◆ WRITTEN EXERCISE:
Keep only the lines of the records that contain the word "Give", and copy each of them. Match case exactly.
+ + + + + + +
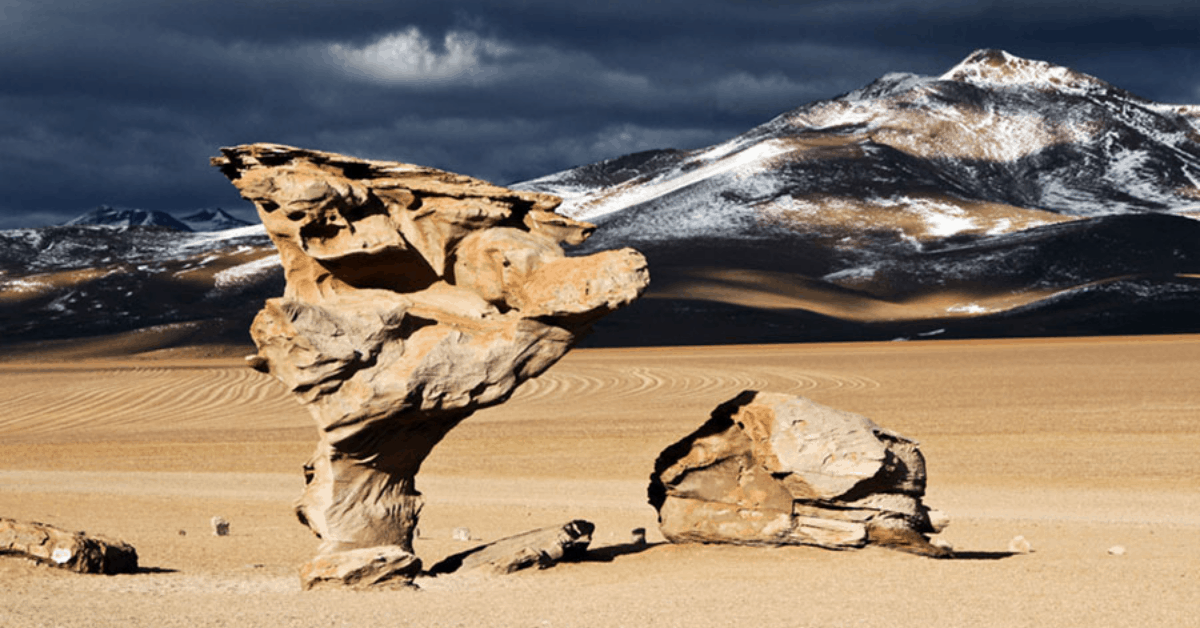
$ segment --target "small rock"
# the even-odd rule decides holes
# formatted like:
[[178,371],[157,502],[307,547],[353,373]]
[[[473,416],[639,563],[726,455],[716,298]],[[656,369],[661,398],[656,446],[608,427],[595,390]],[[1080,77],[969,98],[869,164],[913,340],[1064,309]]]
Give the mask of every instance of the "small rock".
[[946,513],[943,513],[941,510],[930,508],[929,509],[929,525],[930,525],[930,527],[934,528],[935,533],[941,532],[941,531],[946,530],[950,525],[950,515],[948,515],[948,514],[946,514]]
[[5,554],[82,574],[130,574],[138,570],[138,552],[127,543],[35,521],[0,518],[0,555]]
[[511,574],[529,567],[545,569],[563,561],[575,561],[587,554],[595,526],[576,519],[563,526],[551,526],[503,538],[474,548],[430,568],[430,574],[475,573]]
[[1028,539],[1018,534],[1013,537],[1013,540],[1008,542],[1008,551],[1013,554],[1030,554],[1033,551],[1033,545],[1030,544]]

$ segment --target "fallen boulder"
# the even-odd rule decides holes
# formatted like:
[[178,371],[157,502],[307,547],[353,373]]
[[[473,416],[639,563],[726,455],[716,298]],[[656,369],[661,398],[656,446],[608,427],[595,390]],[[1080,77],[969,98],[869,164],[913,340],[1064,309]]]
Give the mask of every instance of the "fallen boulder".
[[[594,227],[556,214],[558,197],[278,144],[221,151],[212,163],[254,203],[287,279],[251,327],[250,363],[317,423],[296,514],[323,540],[322,564],[412,554],[433,447],[649,282],[632,249],[566,257]],[[320,573],[324,586],[371,556],[302,581]]]
[[532,530],[449,556],[430,569],[442,574],[511,574],[529,567],[545,569],[563,561],[580,560],[592,543],[595,526],[576,519],[563,526]]
[[673,543],[878,544],[948,556],[926,536],[936,530],[924,494],[916,442],[858,414],[752,390],[666,448],[649,486]]
[[24,556],[82,574],[138,570],[138,552],[128,543],[14,519],[0,519],[0,554]]

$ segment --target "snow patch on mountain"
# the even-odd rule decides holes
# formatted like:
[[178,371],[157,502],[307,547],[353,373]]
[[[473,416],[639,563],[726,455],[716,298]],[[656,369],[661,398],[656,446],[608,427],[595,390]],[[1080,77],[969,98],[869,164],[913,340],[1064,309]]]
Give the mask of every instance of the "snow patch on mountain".
[[[614,189],[592,189],[582,193],[577,189],[554,189],[551,193],[563,197],[558,213],[576,220],[595,220],[613,211],[664,198],[718,177],[745,178],[766,172],[770,169],[774,157],[791,150],[793,148],[786,142],[752,143],[738,138],[689,156],[679,167],[649,180],[635,180]],[[530,181],[533,183],[536,181]],[[539,189],[546,190],[546,187]]]
[[179,220],[194,232],[236,229],[252,225],[251,222],[232,216],[221,208],[200,209]]
[[278,253],[269,255],[266,257],[254,259],[253,262],[246,262],[245,264],[238,264],[212,276],[214,289],[222,291],[233,286],[242,285],[263,277],[270,273],[275,273],[278,269]]
[[191,227],[184,225],[166,211],[114,208],[100,205],[98,208],[68,220],[62,223],[65,227],[78,225],[102,225],[107,227],[167,227],[169,229],[190,232]]

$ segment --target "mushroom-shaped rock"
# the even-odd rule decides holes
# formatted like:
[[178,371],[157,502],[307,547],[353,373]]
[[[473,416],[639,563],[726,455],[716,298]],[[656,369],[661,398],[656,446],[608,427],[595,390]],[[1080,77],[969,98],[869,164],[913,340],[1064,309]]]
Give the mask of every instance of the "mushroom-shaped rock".
[[[636,299],[646,259],[631,249],[566,257],[562,245],[594,227],[554,214],[550,195],[278,144],[221,152],[214,166],[254,203],[287,279],[251,327],[248,359],[320,433],[296,513],[323,543],[302,580],[395,585],[354,562],[415,573],[401,554],[432,448]],[[380,549],[358,551],[368,548]]]

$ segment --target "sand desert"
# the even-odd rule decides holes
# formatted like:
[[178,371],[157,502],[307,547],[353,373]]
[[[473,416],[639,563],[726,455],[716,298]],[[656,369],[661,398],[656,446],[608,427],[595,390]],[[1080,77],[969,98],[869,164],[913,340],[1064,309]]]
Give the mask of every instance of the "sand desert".
[[[317,435],[236,357],[248,348],[121,346],[4,355],[0,513],[124,539],[142,572],[0,557],[2,626],[1198,621],[1200,336],[577,349],[433,450],[415,549],[432,564],[582,518],[589,560],[366,593],[300,590],[317,539],[292,508]],[[646,501],[655,456],[744,389],[919,441],[958,557],[664,543]],[[646,546],[630,543],[638,527]],[[1032,551],[1010,551],[1018,536]]]

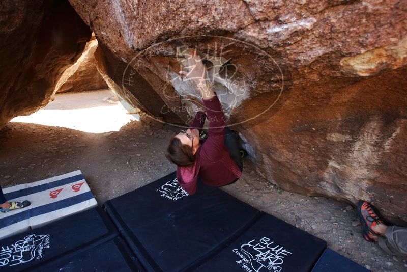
+ + + + + + +
◆ CORRECT RESPONSE:
Give the mask of every instance of the "small rock".
Give the mask of every instance of the "fallen boulder".
Give the mask of every instance of the "snow patch on mountain".
Give the mask of every instance of the "mushroom-shaped rock".
Give the mask of every instance of the "sand desert".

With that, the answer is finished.